▶ _What to produce_
Using the Russian Roulette post, explain in one to three sentences why the reply to Colin says each bullet configuration should be assumed equally likely.

▶ _Page extract_
╔══

Wednesday, November 11, 2009

Russian Roulette

Here's a nice little probability problem that I first saw in David Darling's Universal Book of Mathematics:

You're in a game of Russian Roulette (with only one other player), but instead of one bullet the gun (a six-shooter revolver) is loaded with three bullets in three consecutive chambers. The barrel is spun only once. Each player points the gun at his head and pulls the trigger. If he is still alive, the gun is passed to the other player. The game ends when one player dies. Would you stand a better chance of surviving if you shot first or second, or does it make a difference?

This puzzle, or a variation of it, is often used as a brain teaser interview question. To avoid spoiling it for anyone, I'll add the solution as a comment to this post (so don't scroll down until you think you've worked it out).

Bill the Lizard said...

Solution:

After the chamber is spun, there are six possible bullet configurations (B = bullet, E = empty):

BBBEEE -> player 1 dies

EBBBEE -> player 2 dies

EEBBBE -> player 1 dies

EEEBBB -> player 2 dies

BEEEBB -> player 1 dies

BBEEEB -> player 1 dies

It's easy to see that the odds are in your favor if you elect to shoot second. Player 2 has a 2/3 chance of surviving the game, and consequently a 1/3 chance of dying.

Colin said...

You need to specify how many players there are.

Also, you need to simplify real world logic. I imagine three consecutive bullets in a barrel would end up closer to the ground than the empty chambers; what with gravity and all.

Bill the Lizard said...

Colin,
I clarified the description to specify that there are only two players.

As for gravity, you can negate the effects of the weight of the bullets by pointing the gun straight up in the air when you spin the chamber. Naturally, in problems like this we want to assume that each configuration is equally likely. Otherwise there's really no way to answer the question definitively.

Vrungel said...

There is a variation of this puzzle with only two bullets in adjacent chambers.

(there also variation with only one player that gets to choose whether to skip first chamber for example by pointing gun at the air first).

Bill the Lizard said...

Vrungel,
I'd rather have the option to skip the last chamber. :)

╚══

▶ _Recorded information_

╔══

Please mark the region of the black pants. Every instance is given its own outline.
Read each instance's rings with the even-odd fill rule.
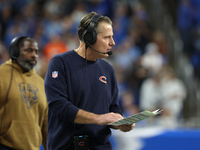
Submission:
[[[15,150],[15,149],[12,149],[10,147],[0,144],[0,150]]]

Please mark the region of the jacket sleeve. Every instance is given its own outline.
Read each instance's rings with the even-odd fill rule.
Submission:
[[[74,122],[79,108],[68,99],[68,76],[66,62],[59,57],[51,59],[45,76],[45,93],[49,112],[61,120]]]
[[[42,125],[42,144],[43,148],[47,150],[47,120],[48,120],[48,106],[45,109]]]

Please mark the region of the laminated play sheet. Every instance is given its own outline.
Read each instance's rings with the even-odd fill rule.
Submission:
[[[129,125],[129,124],[133,124],[133,123],[136,123],[136,122],[139,122],[141,120],[144,120],[146,118],[149,118],[151,116],[155,116],[155,115],[158,115],[162,112],[163,110],[161,109],[157,109],[153,112],[150,112],[148,110],[145,110],[145,111],[142,111],[140,113],[137,113],[135,115],[132,115],[132,116],[129,116],[127,118],[124,118],[124,119],[121,119],[121,120],[118,120],[116,122],[112,122],[112,123],[109,123],[108,125],[115,125],[115,126],[119,126],[119,125]]]

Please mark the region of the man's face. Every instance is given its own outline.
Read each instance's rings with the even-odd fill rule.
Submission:
[[[38,45],[35,41],[25,40],[24,46],[20,47],[20,56],[17,63],[25,70],[29,71],[37,64]]]
[[[113,28],[110,24],[106,22],[101,22],[98,25],[98,34],[97,34],[97,41],[95,44],[93,44],[93,47],[102,52],[107,53],[111,50],[112,46],[115,45],[115,42],[113,40]],[[99,54],[100,57],[108,57],[108,54]]]

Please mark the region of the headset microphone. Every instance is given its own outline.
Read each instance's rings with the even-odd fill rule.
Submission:
[[[91,49],[93,49],[94,51],[100,53],[100,54],[108,54],[108,55],[112,55],[112,51],[109,51],[109,52],[107,52],[107,53],[103,53],[103,52],[100,52],[100,51],[94,49],[94,48],[92,47],[92,45],[90,45],[90,43],[88,43],[88,42],[86,42],[86,45],[89,46],[89,47],[90,47]]]

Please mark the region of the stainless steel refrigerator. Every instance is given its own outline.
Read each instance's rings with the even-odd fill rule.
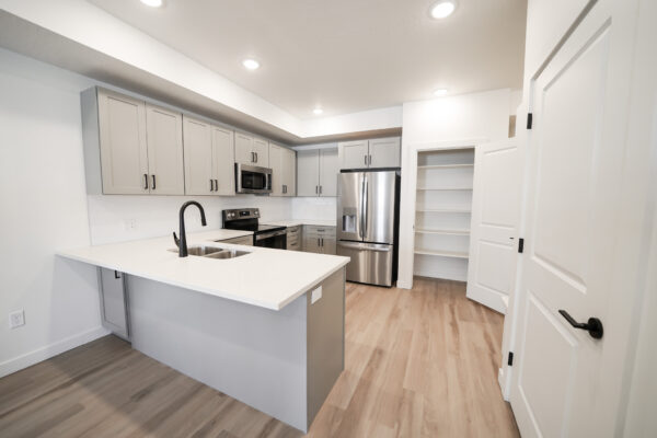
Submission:
[[[347,280],[392,286],[397,265],[399,171],[343,170],[337,187],[337,254],[351,257]]]

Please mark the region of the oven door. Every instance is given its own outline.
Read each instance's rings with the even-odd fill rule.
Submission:
[[[272,193],[272,169],[235,163],[237,193]]]
[[[273,247],[276,250],[287,249],[287,230],[270,231],[255,234],[255,245]]]

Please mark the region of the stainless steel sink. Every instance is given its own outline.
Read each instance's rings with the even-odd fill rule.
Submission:
[[[206,255],[208,258],[235,258],[241,257],[242,255],[250,254],[249,251],[238,251],[238,250],[223,250],[218,253],[212,253]]]
[[[172,247],[169,251],[177,253],[177,247]],[[207,258],[234,258],[250,254],[249,251],[227,250],[216,246],[189,246],[187,254]]]

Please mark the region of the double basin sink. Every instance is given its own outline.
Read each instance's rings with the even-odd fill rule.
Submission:
[[[177,253],[177,247],[173,247],[171,250],[172,253]],[[187,254],[196,255],[199,257],[206,258],[235,258],[241,257],[242,255],[251,254],[249,251],[239,251],[239,250],[229,250],[224,247],[217,246],[189,246],[187,247]]]

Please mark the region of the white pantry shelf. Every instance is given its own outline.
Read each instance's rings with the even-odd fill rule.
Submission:
[[[429,169],[458,169],[458,168],[474,168],[474,164],[436,164],[436,165],[418,165],[419,170]]]
[[[417,212],[461,212],[461,214],[470,214],[471,209],[468,208],[418,208],[415,210]]]
[[[417,187],[418,191],[472,191],[472,187]]]
[[[439,257],[454,257],[454,258],[468,258],[469,257],[468,253],[459,252],[459,251],[415,250],[415,254],[436,255]]]
[[[418,228],[415,232],[420,234],[470,235],[470,230],[430,230]]]

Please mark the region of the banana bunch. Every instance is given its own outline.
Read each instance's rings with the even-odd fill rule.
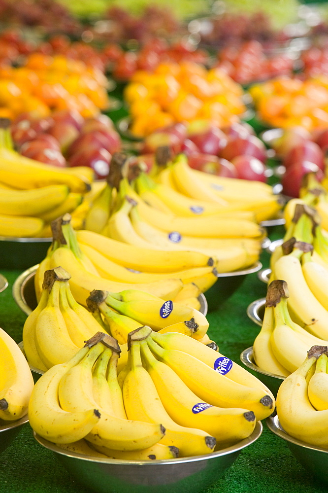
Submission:
[[[312,346],[328,343],[294,321],[288,305],[289,295],[284,281],[276,280],[270,283],[263,323],[253,344],[256,364],[282,377],[298,368]]]
[[[67,361],[87,339],[104,331],[91,313],[74,299],[69,279],[61,267],[45,272],[39,302],[23,326],[26,358],[39,370],[45,371]]]
[[[295,223],[294,236],[271,257],[270,280],[287,282],[292,319],[315,337],[327,340],[328,240],[320,225],[307,213],[308,209],[297,206],[296,211],[303,212]]]
[[[127,343],[130,332],[145,325],[162,333],[177,332],[206,344],[212,342],[207,335],[206,317],[190,306],[136,289],[120,293],[95,289],[86,301],[90,311],[120,344]]]
[[[133,289],[198,309],[199,294],[217,280],[214,260],[204,253],[146,251],[92,232],[81,231],[77,237],[70,220],[67,214],[52,223],[53,243],[34,278],[38,300],[45,271],[60,265],[70,274],[73,295],[84,306],[95,289],[113,292]]]
[[[306,443],[325,448],[328,447],[327,349],[311,347],[299,366],[282,382],[277,395],[277,414],[285,431]]]
[[[220,359],[216,371],[187,352],[164,350],[158,337],[164,338],[161,345],[167,337],[169,345],[170,340],[174,346],[182,344],[185,350],[184,339],[192,340],[139,327],[129,334],[119,370],[117,341],[95,334],[37,381],[29,406],[32,428],[64,449],[85,455],[166,459],[229,447],[249,436],[256,420],[272,412],[274,399],[262,383],[229,358]],[[177,338],[181,343],[174,342]],[[216,354],[196,340],[193,345],[208,362]],[[175,367],[177,357],[183,376]],[[242,383],[227,378],[227,372],[235,379],[240,373]],[[191,387],[194,380],[197,392]]]
[[[20,155],[13,148],[7,122],[0,122],[0,236],[51,236],[50,222],[81,204],[92,171],[60,169]]]
[[[183,155],[171,167],[180,163],[192,171],[184,162]],[[111,163],[111,168],[113,167]],[[164,171],[168,170],[169,168]],[[109,181],[98,200],[92,205],[85,222],[86,229],[147,250],[200,252],[216,259],[216,267],[220,273],[245,268],[258,260],[265,232],[255,220],[254,211],[245,208],[240,210],[239,203],[225,207],[208,201],[209,213],[203,214],[206,210],[200,203],[172,188],[163,193],[172,196],[171,205],[176,204],[170,208],[162,201],[162,196],[160,198],[153,191],[162,185],[153,181],[152,188],[148,186],[149,176],[141,173],[133,180],[132,186],[124,174],[118,179],[119,174],[114,181]],[[195,179],[201,182],[197,176]],[[238,193],[242,195],[241,187]],[[254,202],[254,191],[253,193]],[[182,199],[179,200],[174,194],[181,195]],[[235,196],[234,200],[235,202]],[[273,195],[270,200],[277,203]],[[188,205],[184,208],[189,213],[182,213],[179,209],[186,202]],[[258,202],[257,207],[259,209]]]
[[[18,346],[0,328],[0,423],[26,416],[34,386],[27,361]]]

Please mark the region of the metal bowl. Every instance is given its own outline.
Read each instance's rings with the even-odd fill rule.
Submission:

╚══

▶ _Output for this exercise_
Colin pointed out that gravity might pull the three bullets toward the ground. The reply says pointing the gun straight up while spinning cancels the bullets' weight. It then says we want to assume each configuration is equally likely, because otherwise there's no way to answer the question definitively.